- WHAT IS EXPECTED -
Using the entries below, show all lines with the string "bougainvillea".

■ ■ ■ ■

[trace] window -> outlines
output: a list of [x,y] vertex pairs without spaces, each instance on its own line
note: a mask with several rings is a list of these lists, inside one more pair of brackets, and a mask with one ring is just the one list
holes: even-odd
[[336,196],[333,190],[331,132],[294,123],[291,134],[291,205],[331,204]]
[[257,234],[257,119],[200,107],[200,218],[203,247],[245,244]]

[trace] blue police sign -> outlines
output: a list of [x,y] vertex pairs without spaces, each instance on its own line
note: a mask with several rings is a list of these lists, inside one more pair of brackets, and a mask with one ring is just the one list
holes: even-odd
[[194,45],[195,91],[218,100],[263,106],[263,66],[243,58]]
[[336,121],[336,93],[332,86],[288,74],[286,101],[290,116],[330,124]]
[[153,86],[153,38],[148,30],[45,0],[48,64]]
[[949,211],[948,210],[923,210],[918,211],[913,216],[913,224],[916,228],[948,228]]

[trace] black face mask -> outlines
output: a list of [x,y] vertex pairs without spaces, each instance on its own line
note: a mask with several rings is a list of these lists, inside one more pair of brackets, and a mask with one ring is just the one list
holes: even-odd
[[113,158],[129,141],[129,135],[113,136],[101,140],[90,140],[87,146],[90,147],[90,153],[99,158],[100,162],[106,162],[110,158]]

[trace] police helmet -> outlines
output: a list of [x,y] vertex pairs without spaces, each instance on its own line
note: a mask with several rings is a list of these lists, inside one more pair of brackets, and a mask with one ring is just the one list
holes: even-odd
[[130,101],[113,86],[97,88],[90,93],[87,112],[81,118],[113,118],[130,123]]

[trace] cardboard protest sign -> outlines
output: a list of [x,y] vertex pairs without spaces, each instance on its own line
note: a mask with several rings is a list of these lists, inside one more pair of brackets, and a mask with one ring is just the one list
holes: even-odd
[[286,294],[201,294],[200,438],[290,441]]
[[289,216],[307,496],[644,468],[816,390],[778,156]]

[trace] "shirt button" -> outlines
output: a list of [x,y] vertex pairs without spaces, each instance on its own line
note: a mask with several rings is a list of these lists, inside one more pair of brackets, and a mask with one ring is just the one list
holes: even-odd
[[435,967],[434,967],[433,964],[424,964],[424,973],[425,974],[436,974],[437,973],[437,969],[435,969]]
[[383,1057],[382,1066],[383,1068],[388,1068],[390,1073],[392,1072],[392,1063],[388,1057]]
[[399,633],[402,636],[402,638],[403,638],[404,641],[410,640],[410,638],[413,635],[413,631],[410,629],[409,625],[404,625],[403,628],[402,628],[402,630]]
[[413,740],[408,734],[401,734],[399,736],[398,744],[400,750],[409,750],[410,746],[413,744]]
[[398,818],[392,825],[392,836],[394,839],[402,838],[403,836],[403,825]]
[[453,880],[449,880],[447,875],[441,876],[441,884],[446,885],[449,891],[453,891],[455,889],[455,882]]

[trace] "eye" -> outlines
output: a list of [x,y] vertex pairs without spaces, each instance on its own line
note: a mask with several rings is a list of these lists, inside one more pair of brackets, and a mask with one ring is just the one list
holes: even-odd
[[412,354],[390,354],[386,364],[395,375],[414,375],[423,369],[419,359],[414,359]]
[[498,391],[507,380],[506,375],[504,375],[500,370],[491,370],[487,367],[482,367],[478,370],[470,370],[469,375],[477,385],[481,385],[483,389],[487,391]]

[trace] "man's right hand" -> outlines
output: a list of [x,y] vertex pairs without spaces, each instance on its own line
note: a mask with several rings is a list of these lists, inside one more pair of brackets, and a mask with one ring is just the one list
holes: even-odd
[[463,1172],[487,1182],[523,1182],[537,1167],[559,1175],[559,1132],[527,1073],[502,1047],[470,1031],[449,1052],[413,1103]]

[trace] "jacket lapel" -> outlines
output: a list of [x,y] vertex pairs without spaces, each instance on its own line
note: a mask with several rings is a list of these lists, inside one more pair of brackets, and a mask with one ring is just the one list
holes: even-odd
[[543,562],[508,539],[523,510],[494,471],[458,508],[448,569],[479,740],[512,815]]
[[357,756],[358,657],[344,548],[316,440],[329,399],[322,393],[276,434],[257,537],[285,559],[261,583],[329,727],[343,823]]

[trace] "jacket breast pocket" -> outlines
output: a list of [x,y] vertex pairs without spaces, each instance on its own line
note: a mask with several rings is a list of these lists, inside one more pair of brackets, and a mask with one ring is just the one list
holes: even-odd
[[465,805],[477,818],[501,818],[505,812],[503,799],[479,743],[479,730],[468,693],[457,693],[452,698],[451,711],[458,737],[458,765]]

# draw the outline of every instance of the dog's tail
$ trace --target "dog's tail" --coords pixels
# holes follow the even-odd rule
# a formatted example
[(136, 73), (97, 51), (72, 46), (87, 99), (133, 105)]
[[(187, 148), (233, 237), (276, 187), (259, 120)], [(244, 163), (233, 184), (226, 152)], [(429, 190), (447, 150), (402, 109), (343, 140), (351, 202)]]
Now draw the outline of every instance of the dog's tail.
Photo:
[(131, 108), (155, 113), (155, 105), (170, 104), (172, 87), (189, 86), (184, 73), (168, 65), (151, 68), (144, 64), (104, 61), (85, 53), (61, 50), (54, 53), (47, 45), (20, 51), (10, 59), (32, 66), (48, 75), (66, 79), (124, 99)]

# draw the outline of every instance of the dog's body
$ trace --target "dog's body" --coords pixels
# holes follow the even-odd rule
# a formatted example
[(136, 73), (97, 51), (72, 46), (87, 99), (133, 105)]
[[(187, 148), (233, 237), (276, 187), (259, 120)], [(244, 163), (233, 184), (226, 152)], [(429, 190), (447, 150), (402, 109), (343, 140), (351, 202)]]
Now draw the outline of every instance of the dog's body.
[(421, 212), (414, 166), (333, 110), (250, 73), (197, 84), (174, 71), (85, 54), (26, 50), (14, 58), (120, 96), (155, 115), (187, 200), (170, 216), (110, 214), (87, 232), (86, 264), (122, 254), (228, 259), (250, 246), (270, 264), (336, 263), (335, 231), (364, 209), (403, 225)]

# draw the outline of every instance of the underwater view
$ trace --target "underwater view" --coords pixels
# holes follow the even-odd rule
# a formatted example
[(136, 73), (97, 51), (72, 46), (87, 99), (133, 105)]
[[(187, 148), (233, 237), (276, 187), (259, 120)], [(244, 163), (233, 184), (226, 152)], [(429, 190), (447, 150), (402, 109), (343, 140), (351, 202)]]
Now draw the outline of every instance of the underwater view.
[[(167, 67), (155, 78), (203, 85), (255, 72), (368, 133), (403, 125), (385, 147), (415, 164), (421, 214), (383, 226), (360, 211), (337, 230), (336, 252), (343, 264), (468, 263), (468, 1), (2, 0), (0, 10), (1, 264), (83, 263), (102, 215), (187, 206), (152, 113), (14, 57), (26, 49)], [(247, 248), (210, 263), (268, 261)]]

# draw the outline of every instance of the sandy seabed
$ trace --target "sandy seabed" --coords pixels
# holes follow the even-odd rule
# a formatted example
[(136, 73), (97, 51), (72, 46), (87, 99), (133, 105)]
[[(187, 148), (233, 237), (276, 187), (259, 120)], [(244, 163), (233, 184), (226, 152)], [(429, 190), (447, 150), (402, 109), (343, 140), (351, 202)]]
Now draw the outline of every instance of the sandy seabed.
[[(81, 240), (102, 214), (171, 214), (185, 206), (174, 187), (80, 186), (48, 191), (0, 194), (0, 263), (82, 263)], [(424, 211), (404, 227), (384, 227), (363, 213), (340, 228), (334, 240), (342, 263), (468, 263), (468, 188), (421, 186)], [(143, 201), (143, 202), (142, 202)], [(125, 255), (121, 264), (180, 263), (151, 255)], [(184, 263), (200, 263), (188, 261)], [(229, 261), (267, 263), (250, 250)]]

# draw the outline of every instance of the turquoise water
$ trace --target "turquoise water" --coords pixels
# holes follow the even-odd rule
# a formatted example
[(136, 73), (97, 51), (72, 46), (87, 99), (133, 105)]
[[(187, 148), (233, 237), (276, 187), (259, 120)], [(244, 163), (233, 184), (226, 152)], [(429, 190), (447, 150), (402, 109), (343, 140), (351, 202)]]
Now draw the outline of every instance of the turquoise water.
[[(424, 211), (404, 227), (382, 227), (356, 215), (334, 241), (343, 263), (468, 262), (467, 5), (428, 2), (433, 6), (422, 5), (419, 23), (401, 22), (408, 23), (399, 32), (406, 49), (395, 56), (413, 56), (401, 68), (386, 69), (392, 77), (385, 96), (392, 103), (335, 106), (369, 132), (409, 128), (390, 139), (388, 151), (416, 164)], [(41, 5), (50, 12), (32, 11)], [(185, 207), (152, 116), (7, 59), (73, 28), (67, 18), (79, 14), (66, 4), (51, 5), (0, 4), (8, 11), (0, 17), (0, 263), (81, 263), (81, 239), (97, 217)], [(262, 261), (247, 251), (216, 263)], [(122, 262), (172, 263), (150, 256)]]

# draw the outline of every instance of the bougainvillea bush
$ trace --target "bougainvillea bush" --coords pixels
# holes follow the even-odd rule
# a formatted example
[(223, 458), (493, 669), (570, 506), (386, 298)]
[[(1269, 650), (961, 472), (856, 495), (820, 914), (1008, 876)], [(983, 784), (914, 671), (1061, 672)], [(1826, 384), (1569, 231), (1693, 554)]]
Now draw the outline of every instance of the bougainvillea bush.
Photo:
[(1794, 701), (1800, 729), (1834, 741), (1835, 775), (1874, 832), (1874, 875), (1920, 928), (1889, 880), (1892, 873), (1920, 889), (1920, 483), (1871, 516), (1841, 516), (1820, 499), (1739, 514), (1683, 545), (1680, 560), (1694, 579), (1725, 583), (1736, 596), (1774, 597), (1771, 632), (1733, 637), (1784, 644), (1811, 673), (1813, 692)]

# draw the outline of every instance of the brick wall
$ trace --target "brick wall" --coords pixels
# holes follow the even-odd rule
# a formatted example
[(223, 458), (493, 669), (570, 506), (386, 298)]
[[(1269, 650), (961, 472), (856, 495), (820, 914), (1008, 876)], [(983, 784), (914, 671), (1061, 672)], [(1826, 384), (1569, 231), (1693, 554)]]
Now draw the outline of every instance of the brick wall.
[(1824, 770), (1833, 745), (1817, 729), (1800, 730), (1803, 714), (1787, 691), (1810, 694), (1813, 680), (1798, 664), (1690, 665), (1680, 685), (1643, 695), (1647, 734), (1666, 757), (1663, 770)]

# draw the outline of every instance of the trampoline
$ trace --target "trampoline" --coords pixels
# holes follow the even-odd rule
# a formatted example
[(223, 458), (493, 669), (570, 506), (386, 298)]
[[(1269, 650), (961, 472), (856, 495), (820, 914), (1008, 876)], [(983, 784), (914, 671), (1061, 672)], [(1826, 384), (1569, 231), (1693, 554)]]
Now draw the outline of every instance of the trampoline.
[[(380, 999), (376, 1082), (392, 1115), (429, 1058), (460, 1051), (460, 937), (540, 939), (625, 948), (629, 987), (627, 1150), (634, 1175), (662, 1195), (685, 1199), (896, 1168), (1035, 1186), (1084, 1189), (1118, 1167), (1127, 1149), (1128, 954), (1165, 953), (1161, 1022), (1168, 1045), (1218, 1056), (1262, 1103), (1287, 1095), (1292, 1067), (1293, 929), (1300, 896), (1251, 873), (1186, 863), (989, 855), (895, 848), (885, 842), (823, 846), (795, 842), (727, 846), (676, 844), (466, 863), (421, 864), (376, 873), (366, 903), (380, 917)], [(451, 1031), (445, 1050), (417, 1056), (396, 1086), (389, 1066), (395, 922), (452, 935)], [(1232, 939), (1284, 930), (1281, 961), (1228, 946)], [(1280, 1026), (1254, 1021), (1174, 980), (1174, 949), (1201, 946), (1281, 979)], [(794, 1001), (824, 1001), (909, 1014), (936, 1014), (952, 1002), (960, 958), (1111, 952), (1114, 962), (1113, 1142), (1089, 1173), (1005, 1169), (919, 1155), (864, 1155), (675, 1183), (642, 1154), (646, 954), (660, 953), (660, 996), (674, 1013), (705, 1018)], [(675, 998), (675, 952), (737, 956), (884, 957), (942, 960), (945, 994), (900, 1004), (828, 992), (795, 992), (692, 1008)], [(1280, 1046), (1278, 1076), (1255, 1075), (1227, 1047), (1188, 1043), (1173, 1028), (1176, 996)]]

■ ■ ■ ■

- RESPONSE -
# draw the outline of every instance of the bougainvillea bush
$ trace --target "bougainvillea bush" --coords pixels
Now draw the outline of every instance of the bougainvillea bush.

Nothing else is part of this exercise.